**Supplied passage**
═══
Standard Terms and Conditions of Urban Machinery Corporation
Effective as of January 22, 2018
Effective as of January 22, 2018
SECTION 1: SCOPE.
These terms and conditions, apply to and form part of any Acknowledgment/Invoice, and together with any additional or different terms and/or conditions contained in any acceptance or acknowledgment which have been expressly agreed to in writing by Urban, shall constitute Buyer’s order (the “Order”) for the goods and/or services described in the Acknowledgment/Invoice (the “Goods”).
SECTION 2: ENTIRE AGREEMENT
The Order shall constitute the entire agreement between Urban and the Buyer. All representations, conditions, understandings, and warranties regarding the subject matter of the Order, whether past or contemporaneous, are merged herein or superseded hereby. Unless expressly agreed to in writing by designated representatives of both Urban and the Buyer, no contrary or additional terms and conditions in any form whatsoever shall apply to the Order, notwithstanding any oral or written statement made or provided by either Urban or Buyer, including, but not limited to, any statement, invoice, sales order, purchase order, or other document or record.
SECTION 3: PRICE.
The purchase price of the Goods is the price stated on the face of the Acknowledgment/Invoice (the “Purchase Price”). Unless the Acknowledgment/Invoice expressly so provides, the Purchase Price does not include the cost of packaging, insurance, customs duty, assembly, bank charges, or any sales, use, or other taxes relating to or imposed on the transaction contemplated by the Order. These costs and taxes shall be paid by Buyer.
SECTION 4: PAYMENT.
Buyer shall pay the Purchase Price in accordance with the payment terms stated in the Acknowledgment/Invoice. If no currency is referenced in the Acknowledgement/Invoice, payment shall be made in Canadian Dollars. If the Acknowledgment/Invoice does not include terms for the payment of the Purchase Price, payment shall be made in cash or by wire transfer to an account designated by Urban in the Acknowledgment/Invoice, within 14 days of the date of Urban’s invoice. Urban shall be entitled to issue its invoice for the Purchase Price upon shipment, or upon notice to Buyer that Urban is ready to ship, whichever is earlier. If the Goods are to be delivered outside the continental United States or Canada, or in other appropriate circumstances as requested by Urban in any quotation, Buyer shall establish an irrevocable letter of credit with an issuer and in a form and an amount all satisfactory to Urban, in its sole discretion.
SECTION 5: ACCEPTANCE AND INSPECTION.
═══
**Extracted material**
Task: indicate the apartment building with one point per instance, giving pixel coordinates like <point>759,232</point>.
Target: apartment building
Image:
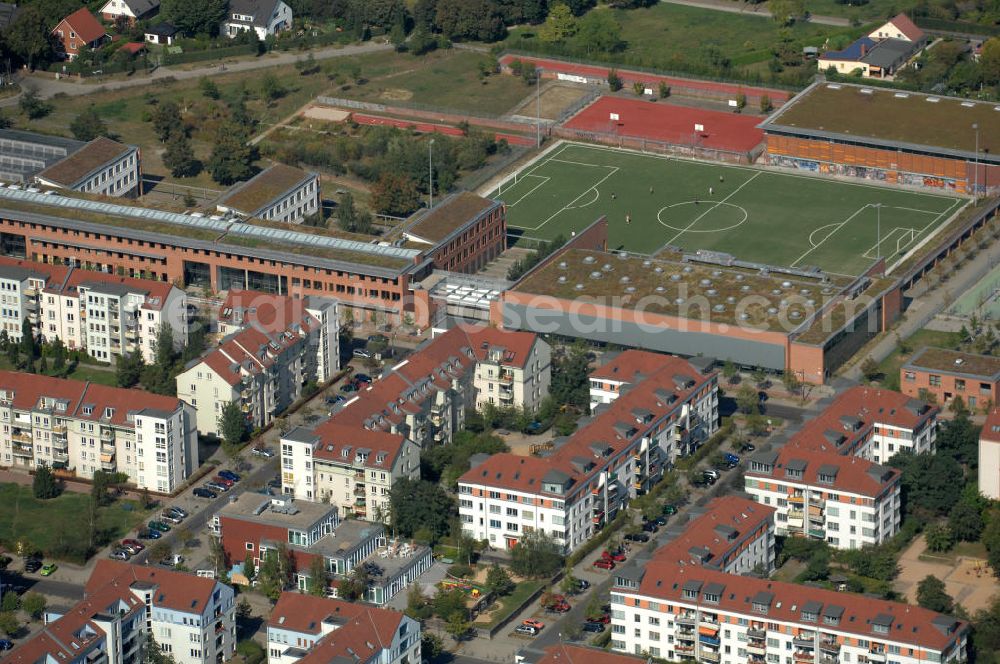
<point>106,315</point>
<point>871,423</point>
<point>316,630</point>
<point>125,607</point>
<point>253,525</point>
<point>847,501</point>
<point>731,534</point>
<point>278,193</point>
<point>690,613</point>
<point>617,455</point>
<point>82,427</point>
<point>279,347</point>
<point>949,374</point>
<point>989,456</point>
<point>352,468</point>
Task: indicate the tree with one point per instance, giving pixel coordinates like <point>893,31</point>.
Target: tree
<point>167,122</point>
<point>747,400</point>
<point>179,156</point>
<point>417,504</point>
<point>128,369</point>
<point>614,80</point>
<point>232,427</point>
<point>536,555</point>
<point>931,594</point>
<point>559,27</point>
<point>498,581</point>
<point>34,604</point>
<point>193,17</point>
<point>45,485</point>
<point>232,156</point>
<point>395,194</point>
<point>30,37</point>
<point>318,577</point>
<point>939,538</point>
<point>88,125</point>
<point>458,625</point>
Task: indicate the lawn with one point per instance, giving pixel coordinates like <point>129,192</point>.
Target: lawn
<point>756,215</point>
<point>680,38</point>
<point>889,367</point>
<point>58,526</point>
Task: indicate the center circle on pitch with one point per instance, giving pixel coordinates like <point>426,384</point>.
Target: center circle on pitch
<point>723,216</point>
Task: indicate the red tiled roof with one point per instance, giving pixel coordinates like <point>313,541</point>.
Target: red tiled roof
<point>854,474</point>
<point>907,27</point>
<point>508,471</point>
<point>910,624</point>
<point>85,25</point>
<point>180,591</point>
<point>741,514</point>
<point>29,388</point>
═══
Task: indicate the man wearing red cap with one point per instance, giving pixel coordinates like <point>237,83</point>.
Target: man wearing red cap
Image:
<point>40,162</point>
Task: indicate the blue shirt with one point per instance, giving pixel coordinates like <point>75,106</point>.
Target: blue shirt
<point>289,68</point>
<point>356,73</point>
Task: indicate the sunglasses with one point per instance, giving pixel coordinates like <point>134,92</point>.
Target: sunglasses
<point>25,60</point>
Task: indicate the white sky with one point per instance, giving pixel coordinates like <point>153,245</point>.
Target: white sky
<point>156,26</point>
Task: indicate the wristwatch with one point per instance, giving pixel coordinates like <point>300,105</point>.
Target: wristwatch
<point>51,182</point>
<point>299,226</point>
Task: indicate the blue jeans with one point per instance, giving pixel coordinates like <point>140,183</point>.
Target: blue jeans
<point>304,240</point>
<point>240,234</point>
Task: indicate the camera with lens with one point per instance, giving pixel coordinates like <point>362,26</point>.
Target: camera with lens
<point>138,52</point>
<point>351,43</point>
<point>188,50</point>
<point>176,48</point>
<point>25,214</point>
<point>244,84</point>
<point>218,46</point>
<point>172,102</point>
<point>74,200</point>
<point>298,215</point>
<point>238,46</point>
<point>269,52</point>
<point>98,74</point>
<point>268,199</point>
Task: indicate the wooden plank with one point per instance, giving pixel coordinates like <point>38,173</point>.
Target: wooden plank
═══
**Problems**
1) Write out the part of the Urban Machinery terms and conditions that begins at the words "SECTION 3: PRICE." and stops after the words "SECTION 4: PAYMENT.".
2) Extend the Urban Machinery terms and conditions past their last line.

**Results by task**
1)
SECTION 3: PRICE.
The purchase price of the Goods is the price stated on the face of the Acknowledgment/Invoice (the “Purchase Price”). Unless the Acknowledgment/Invoice expressly so provides, the Purchase Price does not include the cost of packaging, insurance, customs duty, assembly, bank charges, or any sales, use, or other taxes relating to or imposed on the transaction contemplated by the Order. These costs and taxes shall be paid by Buyer.
SECTION 4: PAYMENT.

2)
If the Acknowledgment/Invoice does not include specific terms for their acceptance and inspection, all Goods that:
(a) according to the terms of the Acknowledgment/Invoice will not be installed by Urban or its authorized representative, shall be finally inspected and accepted by Buyer within 10 days after delivery; and,
(b) according to the terms of the Acknowledgment/Invoice will be installed by Urban or its authorized representative, shall be finally inspected and accepted by Buyer within 10 days after installation of the Goods has been completed, as such completion is determined by Urban’s delivery to Buyer of Urban’s notice of completion.
Buyer shall make all claims (including claims for shortages), excepting only those provided for under Section 10 contained herein, in writing within such 10-day period or such claims shall be deemed waived and the Goods will be deemed to have been accepted. Buyer may not revoke its acceptance of the Goods after such 10-day period. Buyer may reject the Goods during such 10-day period only for defects that substantially impair their value, and Buyer’s remedy for lesser defects shall be in accordance with the warranty of Section 10.
SECTION 6: TITLE AND RISK OF LOSS.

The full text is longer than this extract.